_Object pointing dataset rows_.
----
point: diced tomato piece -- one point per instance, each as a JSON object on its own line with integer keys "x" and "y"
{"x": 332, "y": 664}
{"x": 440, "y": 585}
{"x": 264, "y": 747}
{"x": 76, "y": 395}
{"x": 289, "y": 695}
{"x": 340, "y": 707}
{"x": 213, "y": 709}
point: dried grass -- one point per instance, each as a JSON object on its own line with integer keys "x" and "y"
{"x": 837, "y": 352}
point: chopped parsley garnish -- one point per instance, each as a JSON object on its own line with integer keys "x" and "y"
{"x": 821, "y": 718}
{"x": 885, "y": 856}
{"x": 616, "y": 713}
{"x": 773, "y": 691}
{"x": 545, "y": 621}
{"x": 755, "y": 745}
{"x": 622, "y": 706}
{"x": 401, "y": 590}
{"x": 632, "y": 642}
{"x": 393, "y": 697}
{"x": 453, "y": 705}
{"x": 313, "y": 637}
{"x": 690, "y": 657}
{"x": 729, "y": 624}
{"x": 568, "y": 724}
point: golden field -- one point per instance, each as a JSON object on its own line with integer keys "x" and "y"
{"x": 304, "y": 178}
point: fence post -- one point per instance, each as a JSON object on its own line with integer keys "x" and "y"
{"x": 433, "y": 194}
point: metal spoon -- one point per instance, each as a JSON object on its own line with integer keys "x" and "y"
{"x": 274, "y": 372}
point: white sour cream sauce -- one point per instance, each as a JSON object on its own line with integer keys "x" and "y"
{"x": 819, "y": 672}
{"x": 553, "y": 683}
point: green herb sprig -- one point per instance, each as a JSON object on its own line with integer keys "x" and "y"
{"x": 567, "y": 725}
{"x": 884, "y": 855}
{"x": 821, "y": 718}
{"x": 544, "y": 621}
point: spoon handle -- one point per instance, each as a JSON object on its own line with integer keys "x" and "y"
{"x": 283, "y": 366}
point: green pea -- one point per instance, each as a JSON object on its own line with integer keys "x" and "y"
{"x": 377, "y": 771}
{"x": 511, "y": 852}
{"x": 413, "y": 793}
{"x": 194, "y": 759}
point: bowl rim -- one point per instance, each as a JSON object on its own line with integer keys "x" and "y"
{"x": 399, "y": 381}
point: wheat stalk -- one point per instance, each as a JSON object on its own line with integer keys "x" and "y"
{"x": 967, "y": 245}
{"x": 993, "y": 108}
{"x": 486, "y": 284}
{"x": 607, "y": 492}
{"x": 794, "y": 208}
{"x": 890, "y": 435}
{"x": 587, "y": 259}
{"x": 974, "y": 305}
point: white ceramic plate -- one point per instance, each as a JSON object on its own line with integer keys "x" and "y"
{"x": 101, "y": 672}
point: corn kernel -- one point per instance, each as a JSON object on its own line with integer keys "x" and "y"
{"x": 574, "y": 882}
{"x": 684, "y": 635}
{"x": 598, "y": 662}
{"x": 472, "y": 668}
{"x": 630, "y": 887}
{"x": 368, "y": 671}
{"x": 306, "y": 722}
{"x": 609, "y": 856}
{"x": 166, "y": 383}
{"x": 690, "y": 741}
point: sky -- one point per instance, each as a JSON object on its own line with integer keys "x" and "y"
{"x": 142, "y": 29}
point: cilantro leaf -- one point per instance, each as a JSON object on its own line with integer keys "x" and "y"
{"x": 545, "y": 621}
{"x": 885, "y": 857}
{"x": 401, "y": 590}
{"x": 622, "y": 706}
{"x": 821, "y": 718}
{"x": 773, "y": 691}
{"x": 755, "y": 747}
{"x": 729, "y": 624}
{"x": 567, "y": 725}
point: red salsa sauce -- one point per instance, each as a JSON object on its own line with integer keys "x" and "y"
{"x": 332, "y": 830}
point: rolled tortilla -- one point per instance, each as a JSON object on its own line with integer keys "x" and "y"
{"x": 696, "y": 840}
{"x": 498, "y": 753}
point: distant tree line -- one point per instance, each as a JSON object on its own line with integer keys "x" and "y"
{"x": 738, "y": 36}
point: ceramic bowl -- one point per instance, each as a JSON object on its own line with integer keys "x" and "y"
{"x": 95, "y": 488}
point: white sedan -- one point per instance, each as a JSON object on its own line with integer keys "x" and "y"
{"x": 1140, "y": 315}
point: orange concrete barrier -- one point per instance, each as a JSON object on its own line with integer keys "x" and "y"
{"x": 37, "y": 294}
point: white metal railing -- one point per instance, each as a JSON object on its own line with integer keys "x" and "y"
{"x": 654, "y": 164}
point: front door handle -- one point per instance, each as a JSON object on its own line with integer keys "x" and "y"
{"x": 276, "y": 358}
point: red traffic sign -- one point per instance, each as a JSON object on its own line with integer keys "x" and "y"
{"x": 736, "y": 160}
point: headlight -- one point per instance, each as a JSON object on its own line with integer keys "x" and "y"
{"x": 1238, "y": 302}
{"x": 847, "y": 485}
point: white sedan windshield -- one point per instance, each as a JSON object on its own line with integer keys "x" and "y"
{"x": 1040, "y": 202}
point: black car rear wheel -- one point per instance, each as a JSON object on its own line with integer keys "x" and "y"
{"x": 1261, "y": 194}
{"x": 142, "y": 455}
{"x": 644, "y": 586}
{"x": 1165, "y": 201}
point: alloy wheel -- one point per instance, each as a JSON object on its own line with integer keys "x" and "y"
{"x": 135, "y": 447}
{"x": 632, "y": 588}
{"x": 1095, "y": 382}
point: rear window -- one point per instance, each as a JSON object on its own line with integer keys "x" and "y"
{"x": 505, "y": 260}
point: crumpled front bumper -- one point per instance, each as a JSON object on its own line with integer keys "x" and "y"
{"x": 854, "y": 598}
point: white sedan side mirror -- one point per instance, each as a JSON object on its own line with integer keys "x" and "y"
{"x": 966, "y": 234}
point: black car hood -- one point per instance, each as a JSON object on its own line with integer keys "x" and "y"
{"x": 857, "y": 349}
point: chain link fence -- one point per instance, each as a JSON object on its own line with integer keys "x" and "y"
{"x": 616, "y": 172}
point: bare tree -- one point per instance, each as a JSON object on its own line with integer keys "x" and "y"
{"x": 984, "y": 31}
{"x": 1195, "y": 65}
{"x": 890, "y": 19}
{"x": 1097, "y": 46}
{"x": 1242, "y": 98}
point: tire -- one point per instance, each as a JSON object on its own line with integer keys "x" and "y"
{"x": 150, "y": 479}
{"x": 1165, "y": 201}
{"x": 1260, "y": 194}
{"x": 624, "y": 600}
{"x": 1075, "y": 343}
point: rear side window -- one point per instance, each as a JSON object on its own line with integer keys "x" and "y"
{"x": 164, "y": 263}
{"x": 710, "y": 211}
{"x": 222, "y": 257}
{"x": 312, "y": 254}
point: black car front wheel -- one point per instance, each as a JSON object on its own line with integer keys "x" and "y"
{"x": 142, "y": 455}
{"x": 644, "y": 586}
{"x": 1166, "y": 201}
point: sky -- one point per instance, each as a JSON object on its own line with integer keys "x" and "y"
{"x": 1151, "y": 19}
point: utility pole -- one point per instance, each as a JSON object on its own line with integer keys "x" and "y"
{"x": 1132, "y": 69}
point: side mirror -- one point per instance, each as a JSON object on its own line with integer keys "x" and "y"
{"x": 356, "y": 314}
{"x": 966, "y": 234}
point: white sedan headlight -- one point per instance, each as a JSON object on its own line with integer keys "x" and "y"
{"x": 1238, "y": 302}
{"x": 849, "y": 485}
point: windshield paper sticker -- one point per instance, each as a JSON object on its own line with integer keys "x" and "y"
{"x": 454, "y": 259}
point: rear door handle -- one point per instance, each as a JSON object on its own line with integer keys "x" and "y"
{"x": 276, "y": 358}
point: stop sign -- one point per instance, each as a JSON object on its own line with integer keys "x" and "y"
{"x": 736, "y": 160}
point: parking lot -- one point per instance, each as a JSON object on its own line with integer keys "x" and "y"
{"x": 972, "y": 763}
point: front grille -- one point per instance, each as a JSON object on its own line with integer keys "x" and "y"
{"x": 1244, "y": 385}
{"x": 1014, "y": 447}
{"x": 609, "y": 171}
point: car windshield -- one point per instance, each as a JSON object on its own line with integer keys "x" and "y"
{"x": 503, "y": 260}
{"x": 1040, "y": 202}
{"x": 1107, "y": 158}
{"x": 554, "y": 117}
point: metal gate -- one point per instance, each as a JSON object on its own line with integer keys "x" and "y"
----
_PROBLEM_.
Change "front grille" to "radiator grille" in the records from the line containing "point: rear door" through the end of the records, and write out only those lines with nothing else altered.

_ANSWER IN FULL_.
point: rear door handle -- one point per instance, each as a JSON object on its own line with integer keys "x" and "y"
{"x": 276, "y": 358}
point: stop sign -- one point per instance, each as a JSON object on its own line with integer keys "x" and "y"
{"x": 736, "y": 160}
point: parking lot -- one point per instance, each as a JSON object on its own line with integer keys "x" and "y"
{"x": 972, "y": 763}
point: radiator grille -- one point per instance, each as a JSON object on its own line with integer keys "x" and "y"
{"x": 1244, "y": 385}
{"x": 1014, "y": 447}
{"x": 609, "y": 171}
point: car windshield -- one point per instance, each as a JSON object on its own line with integer keys "x" and "y"
{"x": 503, "y": 260}
{"x": 1040, "y": 202}
{"x": 1107, "y": 158}
{"x": 554, "y": 117}
point: metal gate -- one point per instance, each as a JSON object on its own line with integer keys "x" and "y"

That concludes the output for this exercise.